### BRANO DA LEGGERE
Secondo gli appellanti medesimi, infatti, nella constatata sopravvenienza di un provvedimento di revoca della situazione assunta a presupposto e di qualsivoglia dichiarata salvezza delle procedure in corso (e, anzi – a loro dire – nella riscontrata presenza di un’espressa indicazione contraria in tal senso) il medesimo giudice di primo grado avrebbe quanto meno dovuto indagare presso le Amministrazioni intimate l’esistenza e la permanenza del loro interesse al mantenimento degli effetti degli atti impugnati.

Né – sempre secondo gli appellanti – varrebbe il rilievo, contenuto nella stessa sentenza impugnata, secondo il quale nel procedimento di affidamento da loro contestato in primo grado si riscontrerebbero “deroghe” significative e rilevanti, posto che la mancata applicazione della specifica disciplina vigente in materia di lavori di restauro costituirebbe, per contro, ex se una vistosa “deroga” che sostanzia il vizio di violazione di legge.

2.4. Con un ultimo ordine di motivi gli appellanti contestano l’assunto della sentenza impugnata secondo il quale la dichiarazione di emergenza sarebbe intervenuta come espressione di poteri largamente discrezionali attribuiti dalla stessa L. 225 del 1992 e successive modifiche all’Amministrazione affidante, e che pertanto la proroga della dichiarazione medesima al 31 dicembre 2010 sarebbe del pari logica e giustificata, né sarebbe comunque in contrasto con quanto previsto dalla direttiva del Presidente del Consiglio dei Ministri dd. 22 ottobre 2004, essendo quest’ultima diretta a regolare la sola attività di esecuzione degli interventi.

Gli appellanti rilevano in tal senso che l’illogicità della proroga sarebbe confortata dall’esame delle considerazioni, dianzi qui riassunte al § 2.3, sulla portata della revoca poi disposta nei riguardi dello stato di emergenza medesimo.

Né, sempre ad avviso degli appellanti, la sentenza impugnata avrebbe considerato che la predetta direttiva del Presidente del Consiglio dei Ministri dd. 22 ottobre 2004 si configurerebbe non solo come istruzione impartita alle amministrazioni competenti ad operare in materia, ma anche quale rimeditazione ed “aggiustamento” dei margini entro i quali risulta possibile intervenire con i poteri di deroga giustificati dallo stato di emergenza: margini che, nella specie, sarebbero stati disattesi dalle Amministrazioni intimate senza che il giudice di primo grado traesse da ciò le dovute conseguenze.

### CONSEGNE DELL'ESERCIZIO
(1) Nel brano sull'appello, fino a quale data risulta prorogata la dichiarazione di emergenza?
(2) Scrivi il seguito del brano sull'appello, partendo subito dopo l'ultima frase riportata.

(Voci per l'identificazione dei luoghi)
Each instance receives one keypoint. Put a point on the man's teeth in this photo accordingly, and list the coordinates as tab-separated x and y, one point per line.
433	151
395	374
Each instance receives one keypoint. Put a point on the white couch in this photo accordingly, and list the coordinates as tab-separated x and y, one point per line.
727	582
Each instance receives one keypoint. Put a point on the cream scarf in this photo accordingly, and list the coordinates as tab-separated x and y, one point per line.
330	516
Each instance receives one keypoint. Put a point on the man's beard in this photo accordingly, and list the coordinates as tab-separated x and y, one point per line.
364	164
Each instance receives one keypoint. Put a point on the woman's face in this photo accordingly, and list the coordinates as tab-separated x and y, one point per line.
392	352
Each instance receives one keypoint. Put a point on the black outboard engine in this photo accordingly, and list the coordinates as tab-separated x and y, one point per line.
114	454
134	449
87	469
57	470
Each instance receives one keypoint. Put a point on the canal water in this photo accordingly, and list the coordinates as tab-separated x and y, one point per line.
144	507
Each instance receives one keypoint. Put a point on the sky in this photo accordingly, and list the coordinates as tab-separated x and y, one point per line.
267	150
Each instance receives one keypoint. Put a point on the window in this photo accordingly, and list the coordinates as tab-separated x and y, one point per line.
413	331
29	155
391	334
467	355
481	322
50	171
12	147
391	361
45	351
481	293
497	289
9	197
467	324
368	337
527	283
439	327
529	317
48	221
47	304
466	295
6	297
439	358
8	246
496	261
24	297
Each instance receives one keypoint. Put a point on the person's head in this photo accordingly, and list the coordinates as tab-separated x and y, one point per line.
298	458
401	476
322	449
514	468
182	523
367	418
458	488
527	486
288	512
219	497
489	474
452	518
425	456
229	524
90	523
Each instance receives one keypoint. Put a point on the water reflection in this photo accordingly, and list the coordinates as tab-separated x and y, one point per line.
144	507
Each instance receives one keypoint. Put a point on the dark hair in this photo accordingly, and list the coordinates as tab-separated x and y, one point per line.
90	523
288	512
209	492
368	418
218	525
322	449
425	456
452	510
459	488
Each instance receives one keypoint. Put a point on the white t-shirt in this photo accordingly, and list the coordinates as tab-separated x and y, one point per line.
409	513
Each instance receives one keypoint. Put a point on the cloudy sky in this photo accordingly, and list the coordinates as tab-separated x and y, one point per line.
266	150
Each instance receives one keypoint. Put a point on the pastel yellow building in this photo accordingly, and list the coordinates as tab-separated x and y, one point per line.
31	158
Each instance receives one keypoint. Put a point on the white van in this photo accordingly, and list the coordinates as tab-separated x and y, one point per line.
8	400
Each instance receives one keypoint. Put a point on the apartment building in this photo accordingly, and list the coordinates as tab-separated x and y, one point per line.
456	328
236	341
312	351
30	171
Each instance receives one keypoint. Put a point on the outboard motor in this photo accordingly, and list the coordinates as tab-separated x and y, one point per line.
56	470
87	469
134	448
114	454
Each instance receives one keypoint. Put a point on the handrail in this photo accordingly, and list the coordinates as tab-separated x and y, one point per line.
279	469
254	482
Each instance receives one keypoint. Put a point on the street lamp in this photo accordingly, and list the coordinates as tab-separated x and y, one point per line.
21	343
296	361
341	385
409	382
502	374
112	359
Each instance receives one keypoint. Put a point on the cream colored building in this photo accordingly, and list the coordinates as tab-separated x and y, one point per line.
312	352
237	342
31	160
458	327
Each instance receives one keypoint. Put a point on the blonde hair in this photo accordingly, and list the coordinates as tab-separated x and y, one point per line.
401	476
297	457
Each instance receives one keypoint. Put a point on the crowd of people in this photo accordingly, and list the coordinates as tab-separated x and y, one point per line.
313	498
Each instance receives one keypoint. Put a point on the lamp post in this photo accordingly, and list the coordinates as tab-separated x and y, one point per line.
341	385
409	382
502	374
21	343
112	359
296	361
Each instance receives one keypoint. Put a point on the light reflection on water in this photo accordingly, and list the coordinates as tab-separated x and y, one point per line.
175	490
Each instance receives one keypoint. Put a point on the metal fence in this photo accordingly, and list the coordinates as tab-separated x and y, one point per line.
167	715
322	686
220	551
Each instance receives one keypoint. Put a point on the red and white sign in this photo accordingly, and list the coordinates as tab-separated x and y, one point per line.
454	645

### ELENCO RISPOSTE
(1) Fino al 31 dicembre 2010.

(2)
2.5. Si sono costituiti anche in tale ulteriore grado di giudizio la Presidenza del Consiglio dei Ministri e il Commissario delegato per la realizzazione degli interventi urgenti nelle aree archeologiche di Roma e Ostia antica, replicando puntualmente ai sopradescritti motivi di appello e concludendo per la loro reiezione.

3. Alla pubblica udienza del 28 giugno 2011 la causa è stata trattenuta per la decisione.

4.1. Tutto ciò premesso, l’appello in epigrafe va respinto.

4.2. Il Collegio rileva innanzitutto che l’atto di appello sostanzialmente ripropone i contenuti del ricorso presentato in primo grado.

Essi contestano soprattutto la tesi del giudice di primo grado secondo cui, nell’acclarata difficoltà di operare una netta distinzione tra superfici decorate e architettura, risulterebbe comunque chiara la volontà del legislatore di affidare, in esclusiva, ai restauratori di opere d’arte, solo “apparati specifici e architettonicamente ben circoscritti” e che la superficie decorata potrebbe identificarsi con la stessa essenza del bene sottoposto a tutela “perché siffatto criterio applicativo impedirebbe sempre l’emersione di lavorazioni afferenti alla categoria del “restauro architettonico”.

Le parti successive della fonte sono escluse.